Exercise =
Please give again, exactly and only, the stretch of lines from the one containing "Target: bicycle front wheel" to the end of the entries below.

Region pointing data:
++++++

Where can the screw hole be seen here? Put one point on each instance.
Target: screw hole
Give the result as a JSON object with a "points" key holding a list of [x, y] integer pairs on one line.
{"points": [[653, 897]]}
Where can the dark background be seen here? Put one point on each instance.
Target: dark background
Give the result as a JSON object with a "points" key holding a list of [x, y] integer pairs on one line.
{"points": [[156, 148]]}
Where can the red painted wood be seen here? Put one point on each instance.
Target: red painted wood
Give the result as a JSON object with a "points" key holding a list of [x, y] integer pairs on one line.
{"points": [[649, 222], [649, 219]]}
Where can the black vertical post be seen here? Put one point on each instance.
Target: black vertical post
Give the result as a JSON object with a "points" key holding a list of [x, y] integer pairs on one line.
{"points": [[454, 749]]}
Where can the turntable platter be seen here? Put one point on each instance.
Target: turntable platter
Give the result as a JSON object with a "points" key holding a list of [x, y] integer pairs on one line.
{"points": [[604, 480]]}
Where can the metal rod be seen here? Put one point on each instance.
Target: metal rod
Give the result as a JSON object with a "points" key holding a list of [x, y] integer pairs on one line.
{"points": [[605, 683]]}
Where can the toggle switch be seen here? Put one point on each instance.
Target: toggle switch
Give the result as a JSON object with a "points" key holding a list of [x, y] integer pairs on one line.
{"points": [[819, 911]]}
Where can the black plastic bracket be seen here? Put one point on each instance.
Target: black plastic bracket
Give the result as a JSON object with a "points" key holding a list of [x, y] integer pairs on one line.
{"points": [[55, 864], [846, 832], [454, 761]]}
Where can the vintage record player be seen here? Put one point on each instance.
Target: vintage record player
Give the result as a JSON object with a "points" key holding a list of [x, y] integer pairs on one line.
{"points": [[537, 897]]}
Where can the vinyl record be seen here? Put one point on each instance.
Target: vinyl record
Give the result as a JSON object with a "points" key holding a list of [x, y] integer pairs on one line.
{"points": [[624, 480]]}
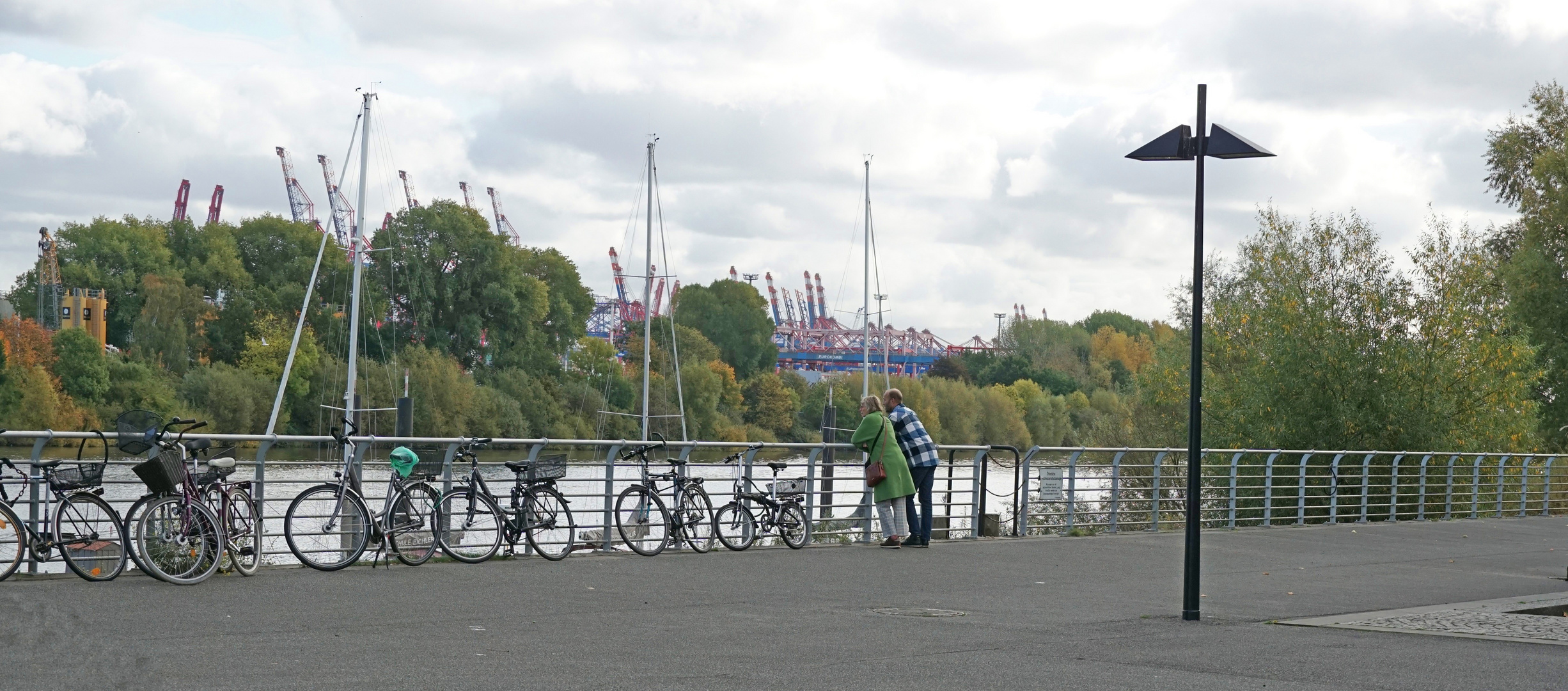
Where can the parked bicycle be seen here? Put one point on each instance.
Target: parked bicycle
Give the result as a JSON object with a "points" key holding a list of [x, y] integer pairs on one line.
{"points": [[476, 523], [328, 527], [85, 530], [776, 511], [176, 536], [692, 516]]}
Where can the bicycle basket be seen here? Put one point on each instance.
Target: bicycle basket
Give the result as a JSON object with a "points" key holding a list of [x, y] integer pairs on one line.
{"points": [[789, 488], [137, 431], [82, 475], [547, 468], [162, 475]]}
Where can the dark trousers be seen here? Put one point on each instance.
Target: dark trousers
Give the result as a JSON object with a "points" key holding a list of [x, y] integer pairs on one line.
{"points": [[921, 522]]}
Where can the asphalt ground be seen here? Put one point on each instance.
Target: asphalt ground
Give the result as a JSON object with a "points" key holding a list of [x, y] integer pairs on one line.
{"points": [[1084, 613]]}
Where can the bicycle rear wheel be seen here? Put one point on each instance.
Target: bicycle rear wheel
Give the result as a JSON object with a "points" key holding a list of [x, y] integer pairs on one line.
{"points": [[549, 523], [469, 527], [411, 525], [90, 536], [696, 519], [13, 543], [244, 530], [179, 543], [642, 520], [792, 525], [327, 528], [736, 527]]}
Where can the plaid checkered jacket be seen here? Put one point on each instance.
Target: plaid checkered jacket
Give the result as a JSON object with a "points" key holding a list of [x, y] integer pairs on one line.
{"points": [[913, 439]]}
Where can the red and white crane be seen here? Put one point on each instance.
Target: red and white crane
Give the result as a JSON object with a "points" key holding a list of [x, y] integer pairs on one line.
{"points": [[502, 225], [181, 198], [216, 206], [342, 212]]}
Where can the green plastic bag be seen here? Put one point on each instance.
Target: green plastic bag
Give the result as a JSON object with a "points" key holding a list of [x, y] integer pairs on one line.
{"points": [[404, 461]]}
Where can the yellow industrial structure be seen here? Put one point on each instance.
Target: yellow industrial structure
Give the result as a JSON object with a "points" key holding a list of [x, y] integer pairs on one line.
{"points": [[87, 308]]}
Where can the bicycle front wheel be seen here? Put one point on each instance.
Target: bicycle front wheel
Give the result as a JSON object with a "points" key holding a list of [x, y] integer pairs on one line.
{"points": [[90, 536], [469, 527], [696, 520], [13, 543], [792, 525], [327, 528], [411, 523], [642, 520], [736, 527], [549, 523], [244, 528], [179, 543]]}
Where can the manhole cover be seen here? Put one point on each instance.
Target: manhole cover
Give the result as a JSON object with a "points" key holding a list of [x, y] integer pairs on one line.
{"points": [[918, 612]]}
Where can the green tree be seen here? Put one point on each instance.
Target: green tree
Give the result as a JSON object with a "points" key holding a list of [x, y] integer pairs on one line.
{"points": [[81, 365], [734, 318]]}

++++++

Answer for this exercise =
Target: bicycle front wheel
Give the result as a JSON object with a "points" key holding a list of [x, y] integer pairs on one line.
{"points": [[90, 536], [469, 527], [696, 520], [13, 543], [792, 525], [327, 528], [411, 523], [642, 520], [736, 527], [549, 523], [244, 528], [179, 543]]}
Where can the manhole cover be seen here? Put one point on each instance.
Target: manhole cover
Give the result as a JSON object with a "points" key holding a list of [x, y] integer pairs on one line.
{"points": [[918, 612]]}
Where can the green tree be seen here? Put one point on each instance.
Target: green tree
Give the result as a JSON object with a "points" key holding a list of [x, y] integer pairs on one line.
{"points": [[81, 365], [734, 318]]}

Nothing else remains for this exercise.